■ **Activity**
Having read the data, transcribe all of it without deviation.

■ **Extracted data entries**
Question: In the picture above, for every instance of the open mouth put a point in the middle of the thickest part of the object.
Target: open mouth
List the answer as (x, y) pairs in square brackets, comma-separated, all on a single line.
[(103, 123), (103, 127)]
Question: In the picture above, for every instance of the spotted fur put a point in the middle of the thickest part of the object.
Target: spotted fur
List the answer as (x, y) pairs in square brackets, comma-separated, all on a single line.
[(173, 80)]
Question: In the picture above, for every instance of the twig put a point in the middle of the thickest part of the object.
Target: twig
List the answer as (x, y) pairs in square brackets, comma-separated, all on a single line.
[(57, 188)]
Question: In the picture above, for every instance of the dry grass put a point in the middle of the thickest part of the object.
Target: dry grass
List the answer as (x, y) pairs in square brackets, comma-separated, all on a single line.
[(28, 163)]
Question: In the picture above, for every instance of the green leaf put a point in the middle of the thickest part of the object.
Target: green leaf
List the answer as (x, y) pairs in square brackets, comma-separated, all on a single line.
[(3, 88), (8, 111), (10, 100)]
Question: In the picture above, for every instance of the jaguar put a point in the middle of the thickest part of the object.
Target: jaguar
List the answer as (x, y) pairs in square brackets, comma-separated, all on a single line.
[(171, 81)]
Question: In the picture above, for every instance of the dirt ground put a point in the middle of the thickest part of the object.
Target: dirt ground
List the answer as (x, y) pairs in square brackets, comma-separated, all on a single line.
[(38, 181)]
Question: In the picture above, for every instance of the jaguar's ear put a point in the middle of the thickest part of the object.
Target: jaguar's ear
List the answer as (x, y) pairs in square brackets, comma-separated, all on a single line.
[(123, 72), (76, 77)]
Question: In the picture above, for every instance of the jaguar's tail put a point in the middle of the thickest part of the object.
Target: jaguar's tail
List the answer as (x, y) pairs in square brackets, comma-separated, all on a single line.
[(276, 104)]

■ **Result below**
Question: In the picture above, for every instance of the open mouth put a point in the middle of the thickest part of the object.
Target: open mouth
List the answer as (x, y) pairs in square brackets, comma-separated, all on a single line.
[(103, 123), (103, 127)]
Question: In the picture above, for every instance of the spotted fur put a point in the middle of the thickest part of the object.
Target: spotted fur
List the answer as (x, y) pairs in square brackets, comma-separated, all on a single line.
[(173, 80)]
Question: In the picture above, for every instance of the twig put a point in the middle of the thickest part of the object.
Target: twig
List the answer as (x, y) pairs in square brackets, comma-separated, all on a single line.
[(57, 188)]
Question: In the picture above, for every instance of the dry grass put a point in the middle of the thickest part of the object.
Target: dry grass
List the answer as (x, y) pairs in square brackets, comma-separated, all on a single line.
[(28, 163)]
Question: In the picture above, for every instance of the green leaf put a point in the middle of the thickest part of the object.
Target: green leaf
List the answer as (x, y) pairs in square brackets, comma-separated, all on a single line.
[(3, 88), (8, 111), (10, 100)]
Question: In the picture above, for every instance of the jaguar put a point in the middle of the thickest part of the object.
Target: jaguar
List the answer as (x, y) pairs in square brackets, comma-separated, all on a single line.
[(171, 81)]
Question: In the picture above, for every instance of the dirt ground put a point in the middle of the thickest part of the object.
Target: dirt ground
List the answer as (x, y) pairs in square brackets, comma-separated, all on a single line.
[(38, 181)]
Question: In the picture above, for every instance of the jaguar's ear put a point in the middle of the thickest part of the object.
Target: jaguar's ear
List the answer as (x, y) pairs in square brackets, comma-separated, all on a single line.
[(123, 72), (76, 77)]
Question: In the picture above, for every instance of the jaguar's tail put a point in the middle of the thickest part of the object.
Target: jaguar's tail
List the answer as (x, y) pairs in square brackets, comma-separated, all on a single line.
[(276, 104)]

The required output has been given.